:: Activity ::
Would you transcribe each of the entries exactly, with nothing added or dropped?
== Dataset records
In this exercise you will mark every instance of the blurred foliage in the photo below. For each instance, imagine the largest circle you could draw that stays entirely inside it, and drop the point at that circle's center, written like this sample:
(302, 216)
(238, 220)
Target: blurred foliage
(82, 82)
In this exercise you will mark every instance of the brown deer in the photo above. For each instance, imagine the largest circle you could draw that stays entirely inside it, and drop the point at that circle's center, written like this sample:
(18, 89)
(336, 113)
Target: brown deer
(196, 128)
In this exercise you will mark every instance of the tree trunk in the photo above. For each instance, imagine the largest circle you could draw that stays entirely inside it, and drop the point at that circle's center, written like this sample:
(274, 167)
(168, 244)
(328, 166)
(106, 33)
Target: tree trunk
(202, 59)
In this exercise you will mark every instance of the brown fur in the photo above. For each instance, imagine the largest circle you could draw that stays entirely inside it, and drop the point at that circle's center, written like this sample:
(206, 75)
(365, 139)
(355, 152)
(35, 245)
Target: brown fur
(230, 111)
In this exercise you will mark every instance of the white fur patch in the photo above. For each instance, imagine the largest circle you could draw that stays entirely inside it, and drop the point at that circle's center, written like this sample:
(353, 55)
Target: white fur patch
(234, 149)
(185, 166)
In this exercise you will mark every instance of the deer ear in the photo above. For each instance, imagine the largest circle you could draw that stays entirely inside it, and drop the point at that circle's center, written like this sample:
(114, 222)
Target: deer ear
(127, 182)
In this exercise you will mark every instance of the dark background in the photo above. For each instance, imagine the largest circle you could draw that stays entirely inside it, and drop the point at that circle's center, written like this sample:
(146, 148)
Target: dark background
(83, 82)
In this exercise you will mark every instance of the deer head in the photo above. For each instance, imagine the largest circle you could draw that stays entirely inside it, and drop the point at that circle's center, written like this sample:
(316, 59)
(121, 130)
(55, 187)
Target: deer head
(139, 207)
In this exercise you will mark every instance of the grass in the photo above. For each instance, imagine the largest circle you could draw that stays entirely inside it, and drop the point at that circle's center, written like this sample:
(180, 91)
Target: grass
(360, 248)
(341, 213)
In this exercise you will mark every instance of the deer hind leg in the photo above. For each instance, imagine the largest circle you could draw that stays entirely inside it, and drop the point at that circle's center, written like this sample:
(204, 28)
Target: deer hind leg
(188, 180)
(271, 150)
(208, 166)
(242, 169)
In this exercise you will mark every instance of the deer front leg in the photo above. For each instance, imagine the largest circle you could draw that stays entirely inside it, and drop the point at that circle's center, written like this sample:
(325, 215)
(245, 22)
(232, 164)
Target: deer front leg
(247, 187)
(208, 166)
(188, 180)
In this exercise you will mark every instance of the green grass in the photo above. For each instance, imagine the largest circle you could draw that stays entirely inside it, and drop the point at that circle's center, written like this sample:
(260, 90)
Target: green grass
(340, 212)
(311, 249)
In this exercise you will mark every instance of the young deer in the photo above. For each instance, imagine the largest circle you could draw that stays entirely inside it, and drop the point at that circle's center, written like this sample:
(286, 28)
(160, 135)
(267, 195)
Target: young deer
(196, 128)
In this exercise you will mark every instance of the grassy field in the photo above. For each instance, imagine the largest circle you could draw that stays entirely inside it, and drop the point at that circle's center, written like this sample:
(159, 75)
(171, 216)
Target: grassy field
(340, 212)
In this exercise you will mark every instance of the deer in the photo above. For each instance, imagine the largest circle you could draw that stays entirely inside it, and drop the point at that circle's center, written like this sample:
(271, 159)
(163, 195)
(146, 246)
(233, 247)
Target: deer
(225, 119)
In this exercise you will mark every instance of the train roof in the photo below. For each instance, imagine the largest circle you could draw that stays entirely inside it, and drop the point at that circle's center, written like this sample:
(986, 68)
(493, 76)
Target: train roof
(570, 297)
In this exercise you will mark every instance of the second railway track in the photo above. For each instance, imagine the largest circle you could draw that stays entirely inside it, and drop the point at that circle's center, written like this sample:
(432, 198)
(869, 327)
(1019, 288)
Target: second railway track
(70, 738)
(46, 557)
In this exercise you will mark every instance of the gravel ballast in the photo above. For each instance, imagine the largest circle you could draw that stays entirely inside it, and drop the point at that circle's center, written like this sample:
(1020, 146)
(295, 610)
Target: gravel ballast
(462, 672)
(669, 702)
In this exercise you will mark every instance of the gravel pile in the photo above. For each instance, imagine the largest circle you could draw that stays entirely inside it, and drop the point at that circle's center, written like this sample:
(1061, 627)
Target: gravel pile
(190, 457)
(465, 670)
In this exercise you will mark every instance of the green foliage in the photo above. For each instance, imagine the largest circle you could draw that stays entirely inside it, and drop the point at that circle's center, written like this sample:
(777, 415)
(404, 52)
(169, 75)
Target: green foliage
====
:: Task response ::
In this exercise you will mark every instance of the blurred foliage in the photo below. For each instance, imagine the largest circle you could draw that stays entirely inside it, and drop the point at that circle's center, written like this sample:
(302, 216)
(238, 220)
Target: blurred foliage
(82, 82)
In this exercise you will mark every instance of the brown deer in the photo above. For each instance, imagine the largest circle you could draw that stays entirely inside it, and drop the point at that circle's center, written like this sample:
(18, 89)
(336, 113)
Target: brown deer
(196, 128)
In this exercise you will mark every instance of the tree trunk in the photo above. For each instance, imagine the largest circle you could draw that stays entirely inside it, and drop the point at that circle's center, written like this sample:
(274, 167)
(168, 244)
(328, 166)
(106, 33)
Target: tree trunk
(202, 59)
In this exercise you will mark every instance of the brown fur in the photo above. For each instance, imagine the largest circle you could draw that stays entirely inside it, and drop the point at that circle's center, written like this sample:
(206, 75)
(365, 139)
(355, 152)
(35, 245)
Target: brown fur
(230, 111)
In this exercise you will mark every instance of the white fur patch in the photo above. For each instance, imagine the largest circle you could draw that stays entirely inside it, and drop the point at that circle's center, written like this sample:
(353, 55)
Target: white fur patch
(234, 149)
(185, 166)
In this exercise you will mark every instance of the deer ear in the photo above. For each instance, imagine the largest circle you could draw that stays entirely inside it, and drop the point at that circle's center, written like this sample:
(114, 222)
Target: deer ear
(127, 182)
In this exercise you will mark every instance of the dark background in the photo above. For each instance, imagine the largest circle you could draw that stays entirely inside it, and drop the point at that circle's center, written like this sample:
(146, 148)
Target: dark background
(83, 82)
In this exercise you will mark every instance of the deer head in the photo above. For each instance, imagine the largest circle you could draw that stays entirely inside it, and drop the point at that circle's center, written like this sample:
(316, 59)
(121, 130)
(55, 187)
Target: deer head
(139, 207)
In this exercise you will mark every instance of the grass in the photo above. For each instance, imagine the largest circle you could draw that stays entirely inside it, and drop the point at that circle's center, written like this sample:
(180, 91)
Target: grass
(360, 248)
(341, 213)
In this exercise you will mark every instance of the deer hind leg in the photo above. For each instance, imagine the largest circle you could draw that stays entirely inside it, and drop the point at that circle's center, written like this sample:
(204, 28)
Target: deer hind leg
(188, 180)
(271, 150)
(208, 166)
(242, 169)
In this exercise you will mark every instance of the deer front leg in the photo above. For each instance, imagine the largest circle you could draw that stays entirely inside it, and drop the point at that circle's center, written like this sample:
(325, 215)
(245, 22)
(232, 164)
Target: deer front leg
(247, 187)
(208, 166)
(188, 180)
In this exercise you will mark every instance of the green grass in the photo above. For each instance, imagine the largest circle you could draw that stays entirely inside it, and drop the point at that circle's center, written like this sample:
(260, 90)
Target: green grass
(340, 212)
(311, 249)
In this exercise you will mark every instance of the young deer in the photo above. For each instance, imagine the largest circle you could draw that stays entirely inside it, and drop the point at that circle's center, written like this sample:
(286, 28)
(160, 135)
(267, 195)
Target: young deer
(196, 128)
In this exercise you will mark every instance of the grassy field in the photo above. For each instance, imagine the largest circle you could draw that stays entirely inside it, and drop the point at that circle's center, written like this sample:
(159, 75)
(171, 216)
Target: grassy field
(340, 212)
In this exercise you will mark every instance of the deer in the photo above. For each instance, imagine the largest circle you could draw that stays entirely inside it, and drop the point at that circle's center, written like this sample:
(271, 159)
(163, 195)
(146, 246)
(233, 247)
Target: deer
(225, 119)
In this exercise you will mark every instance of the train roof in the photo below. For each instance, imagine the largest circle you could draw that stays entirely inside it, and drop the point at that circle's center, written like this sample:
(986, 68)
(493, 76)
Target: train roof
(570, 297)
In this exercise you will mark every instance of the second railway track in the photo above. For each instance, imagine the largest circle you could draw that stays entirely inside it, and drop the point at that circle's center, written like this sample:
(432, 198)
(869, 327)
(1019, 288)
Target: second railway track
(70, 738)
(46, 557)
In this exercise you will mark every instance of the gravel ballast in the photo above. For each instance, imagine the largest circle you could draw that stays entirely inside it, and drop the point at that circle's center, written like this sample:
(1020, 146)
(295, 610)
Target: gravel ballast
(462, 672)
(669, 702)
In this exercise you will mark every instance of the gravel pile in the photo above. For each instance, imagine the largest circle you could draw that stays entirely inside it, and drop the point at that circle's center, written like this sample:
(1061, 627)
Target: gravel pile
(190, 457)
(465, 670)
In this exercise you will mark every instance of the green foliage in the photo above. For each instance, imagine the largest circle you could draw that stays entirely inside it, and drop the point at that circle's center, written like this sample:
(777, 415)
(404, 52)
(169, 75)
Target: green foliage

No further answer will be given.